**Alıntılanan metin**:
Kaybettiğimiz Değer: Kanâat
İnsan ne kadar büyük bir servete sahip olursa olsun, isteklerinin bittiğini söylemek mümkün değil. “Dünyada artık elde etmek istediğim bir nimet kalmadı, gönlümden geçen her şeyi yaptım.” diyenler bile aynı durumda. Çünkü her insanın önüne “Ona da sahip olsam.” diyebileceği yeni bir şeyler çıkar. İnsanda müthiş bir iştihâ var ve son ânında bile dünyadan kopamaz.
Pankreas kanserine yakalanan ve doktorların en fazla üç aylık ömrü kaldığını söylediği, bir deri bir kemik kalmış olan bir yakınımın, yanında bulunan ailesine işleriyle ilgili direktifler vermesi ve yeni aldığı arabasının sıklıkla yıkanmasını ve kuş pisliklerinin üzerinden temizlenmesini istemesi bana çok mânîdâr gelmişti.

**Verilen kayıtlar**:
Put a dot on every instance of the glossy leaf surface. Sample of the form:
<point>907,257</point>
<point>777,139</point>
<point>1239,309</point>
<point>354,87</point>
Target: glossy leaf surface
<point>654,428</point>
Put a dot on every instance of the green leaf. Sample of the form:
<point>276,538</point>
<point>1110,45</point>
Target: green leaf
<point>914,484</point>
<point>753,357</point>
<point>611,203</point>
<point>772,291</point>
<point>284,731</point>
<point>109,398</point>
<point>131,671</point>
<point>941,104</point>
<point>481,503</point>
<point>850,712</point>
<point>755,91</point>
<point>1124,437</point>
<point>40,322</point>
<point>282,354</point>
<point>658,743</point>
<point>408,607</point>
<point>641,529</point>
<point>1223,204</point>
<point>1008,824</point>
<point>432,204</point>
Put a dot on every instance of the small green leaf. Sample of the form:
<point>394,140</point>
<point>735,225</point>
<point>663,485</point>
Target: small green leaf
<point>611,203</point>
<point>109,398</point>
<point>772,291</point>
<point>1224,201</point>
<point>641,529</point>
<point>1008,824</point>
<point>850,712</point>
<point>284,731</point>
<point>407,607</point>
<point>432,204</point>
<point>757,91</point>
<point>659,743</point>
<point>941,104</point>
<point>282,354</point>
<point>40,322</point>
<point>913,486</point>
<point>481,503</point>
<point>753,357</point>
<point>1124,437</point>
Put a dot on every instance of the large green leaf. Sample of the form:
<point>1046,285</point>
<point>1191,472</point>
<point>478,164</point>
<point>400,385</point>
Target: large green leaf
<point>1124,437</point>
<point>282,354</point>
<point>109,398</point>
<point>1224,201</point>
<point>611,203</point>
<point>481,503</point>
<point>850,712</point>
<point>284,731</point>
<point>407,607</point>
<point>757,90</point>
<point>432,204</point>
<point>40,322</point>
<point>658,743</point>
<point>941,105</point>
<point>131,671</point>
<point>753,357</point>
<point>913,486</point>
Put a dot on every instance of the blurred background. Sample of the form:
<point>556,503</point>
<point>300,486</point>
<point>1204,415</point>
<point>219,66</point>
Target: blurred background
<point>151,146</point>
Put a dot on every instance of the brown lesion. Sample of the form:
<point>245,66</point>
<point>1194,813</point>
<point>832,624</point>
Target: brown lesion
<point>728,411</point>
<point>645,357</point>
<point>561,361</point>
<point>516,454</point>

**Yapılacak görevler**:
- A) Kanaat konulu metne göre insan son ânında bile neyden kopamaz?
- B) Kanaat konulu metni son cümlesinden itibaren aynı üslupla sürdürün.

**Alıştırma yanıtları**:
- A) İnsan son ânında bile dünyadan kopamaz.

- B)
Baş başa kaldığımız bir anda durumunu tatlı bir dille hatırlatarak artık bunlarla ilgilenmemesi gerektiğini söylediğimde, “İçimde bir umut var, sanki ben bunu atlatıp tekrar düzeleceğim, diye. Kalçalarımda et namına bir şey kalmadığını bilmeme rağmen yine de dünyalıklarımdan vazgeçemiyorum.” cevabını vermişti. Haftasına kalmadan da vefât etmişti. Hemen hemen hepimiz böyle değil miyiz?
Şu satırları okurken bir an yapmayı düşündüğümüz işleri ve ileriye dönük plânları bir gözümüzün önüne getirelim. Dünyaya ne kadar sıkı sıkıya bağlı olduğumuzu göreceğiz. Emekliliğe kadar yapmayı düşündüklerimiz, emeklilik sonrası hesaplarımız.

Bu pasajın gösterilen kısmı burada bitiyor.